[ZU LÖSENDE AUFGABE] Welche Firma nennt Martin im Porträt über Martin Niederwieser als möglichen Arbeitgeber in Osttirol?

##### LESETEXT

Martin Niederwieser, porträtiert von Linda Steiner.
Der Abschied von daheim ist Martin nicht schwer gefallen. Es ging ihm immer darum, auf eigenen "Haxen" zu stehen. "Ich kann auch nicht behaupten, Heimweh gehabt zu haben. Ich wollte weg und war motiviert, etwas Neues zu machen, mein eigenes Leben zu leben." Heimatbesuche werden nur in den Ferien getätigt. Dafür hat er beim Heimkommen ein Ritual für sich gefunden, um die Hektik der Stadt zu vergessen: Jedes Mal fährt er eine Höhenstraßen-Runde, vorbei an seiner ehemalige Heimatgemeinde Assling. "Da gibt es ein gewisses Bankl. Ich setze mich dann kurz hin und schaue in die Gegend. In diesem Moment lernt man dann wieder zu schätzen, wo man herkommt." "Martin, was fehlt in Osttirol?" Er braucht nicht lange, um zu antworten. "Es gibt einfach wenig für junge Leute, besonders für´s Ausgehen. Man muss die Jugendlichen unterhalten, sonst kommen sie auf dumme Gedanken." Er spricht die Bemühungen an, die zwar gemacht werden, dennoch müsste mehr umgesetzt werden. Zum Schluss − die Rückkehr nach Osttirol: Ja oder nein? "Die Frage ist, ob es jemals Arbeit für einen Physiker in Osttirol geben wird. Am ehesten würde mir jetzt die Firma Durst als Arbeitgeber einfallen. Aber es hängt auch immer davon ab, wen man im Leben trifft, mit wem man einmal zusammen ist und wohin man dann auch gemeinsam will. Für ein Familienleben würde sich Osttirol natürlich anbieten. Also am liebsten zentral und nicht irgendwo am Berg", lacht der Student. Auf meine Nachfrage schätzt er sich als Familienmensch ein und verrät, es sei eines seiner Ziele, einmal Familie zu haben. "Was schlussendlich passiert, kann heute natürlich noch keiner sagen." Im Anschluss an das Interview haben wir uns noch eine ganze Weile unterhalten und buchstäblich über Gott und die Welt gesprochen. Um auf die Frage zu Beginn zurückzukommen: Die Anspannung beider legte sich nach wenigen Minuten und so wurde es ein lockeres und angenehmes Gespräch mit einem aufgeschlossenen und enthusiastischen Physikstudenten. Vielen Dank dafür.
In der Serie „Heimweh?“ porträtieren wir junge Menschen aus Osttirol, die außerhalb des Bezirkes studieren oder eine andere Ausbildung absolvieren.

##########
##### BEREITGESTELLTES MATERIAL

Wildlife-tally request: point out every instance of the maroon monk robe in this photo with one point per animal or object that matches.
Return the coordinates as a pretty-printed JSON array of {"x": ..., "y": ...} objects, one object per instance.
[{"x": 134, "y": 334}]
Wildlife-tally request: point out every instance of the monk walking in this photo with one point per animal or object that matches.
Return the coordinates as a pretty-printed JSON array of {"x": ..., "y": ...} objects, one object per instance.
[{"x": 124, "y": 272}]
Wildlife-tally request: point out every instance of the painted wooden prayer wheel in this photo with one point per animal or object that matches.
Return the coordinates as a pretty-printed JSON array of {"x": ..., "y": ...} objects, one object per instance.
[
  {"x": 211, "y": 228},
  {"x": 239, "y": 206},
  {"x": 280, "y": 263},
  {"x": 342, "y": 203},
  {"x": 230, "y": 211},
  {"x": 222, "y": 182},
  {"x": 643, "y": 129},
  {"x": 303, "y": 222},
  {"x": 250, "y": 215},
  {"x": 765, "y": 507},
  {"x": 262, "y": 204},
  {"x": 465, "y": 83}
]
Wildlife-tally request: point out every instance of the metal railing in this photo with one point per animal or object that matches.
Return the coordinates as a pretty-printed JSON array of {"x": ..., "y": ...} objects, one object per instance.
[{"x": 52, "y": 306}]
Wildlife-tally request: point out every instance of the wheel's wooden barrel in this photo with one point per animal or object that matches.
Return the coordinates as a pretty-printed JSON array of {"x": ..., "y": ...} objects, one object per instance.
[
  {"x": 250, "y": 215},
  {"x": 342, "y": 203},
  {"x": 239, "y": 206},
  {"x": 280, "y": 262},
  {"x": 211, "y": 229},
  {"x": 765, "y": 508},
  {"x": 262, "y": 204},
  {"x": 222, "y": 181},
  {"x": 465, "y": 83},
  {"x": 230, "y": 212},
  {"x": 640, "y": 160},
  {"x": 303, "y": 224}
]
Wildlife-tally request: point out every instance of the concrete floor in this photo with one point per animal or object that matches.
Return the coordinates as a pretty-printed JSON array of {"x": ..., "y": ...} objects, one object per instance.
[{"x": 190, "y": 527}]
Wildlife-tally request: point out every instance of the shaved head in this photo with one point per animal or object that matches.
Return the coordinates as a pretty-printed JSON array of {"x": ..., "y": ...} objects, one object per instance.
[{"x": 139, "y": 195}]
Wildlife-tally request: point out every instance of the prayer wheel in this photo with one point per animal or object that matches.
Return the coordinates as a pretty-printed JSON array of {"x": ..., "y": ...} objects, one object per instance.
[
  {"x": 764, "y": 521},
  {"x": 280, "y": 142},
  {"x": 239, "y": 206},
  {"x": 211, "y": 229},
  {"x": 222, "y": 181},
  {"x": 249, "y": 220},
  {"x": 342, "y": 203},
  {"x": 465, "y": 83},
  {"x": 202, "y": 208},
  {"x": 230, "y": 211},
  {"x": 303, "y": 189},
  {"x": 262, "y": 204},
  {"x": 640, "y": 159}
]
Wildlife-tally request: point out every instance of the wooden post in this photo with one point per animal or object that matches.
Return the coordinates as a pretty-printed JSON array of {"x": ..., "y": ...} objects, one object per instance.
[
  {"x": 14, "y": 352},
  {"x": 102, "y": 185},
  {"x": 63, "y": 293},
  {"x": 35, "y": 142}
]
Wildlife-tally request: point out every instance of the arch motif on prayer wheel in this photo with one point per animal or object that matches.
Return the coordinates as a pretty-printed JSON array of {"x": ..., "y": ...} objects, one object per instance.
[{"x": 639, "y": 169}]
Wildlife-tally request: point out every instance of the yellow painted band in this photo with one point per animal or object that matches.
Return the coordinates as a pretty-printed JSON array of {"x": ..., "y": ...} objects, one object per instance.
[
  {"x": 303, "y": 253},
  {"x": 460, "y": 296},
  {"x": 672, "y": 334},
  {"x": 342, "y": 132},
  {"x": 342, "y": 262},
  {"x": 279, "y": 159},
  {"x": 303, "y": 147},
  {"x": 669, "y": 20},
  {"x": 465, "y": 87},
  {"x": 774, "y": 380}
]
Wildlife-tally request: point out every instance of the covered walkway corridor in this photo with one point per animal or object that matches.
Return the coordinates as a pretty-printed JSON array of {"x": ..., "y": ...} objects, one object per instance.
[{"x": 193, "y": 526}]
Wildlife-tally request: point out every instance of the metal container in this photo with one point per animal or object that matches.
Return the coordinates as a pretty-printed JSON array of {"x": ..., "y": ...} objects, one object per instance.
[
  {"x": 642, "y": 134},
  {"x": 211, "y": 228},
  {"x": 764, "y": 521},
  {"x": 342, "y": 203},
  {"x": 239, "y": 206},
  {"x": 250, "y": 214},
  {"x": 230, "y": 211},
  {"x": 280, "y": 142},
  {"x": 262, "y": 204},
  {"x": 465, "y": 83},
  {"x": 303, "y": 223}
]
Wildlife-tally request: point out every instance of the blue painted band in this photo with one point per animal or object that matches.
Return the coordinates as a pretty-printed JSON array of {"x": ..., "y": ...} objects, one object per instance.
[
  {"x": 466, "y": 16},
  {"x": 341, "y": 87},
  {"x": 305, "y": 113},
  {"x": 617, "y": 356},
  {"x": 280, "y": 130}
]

##########

[ANTWORT ZUR AUFGABE] Die Firma Durst.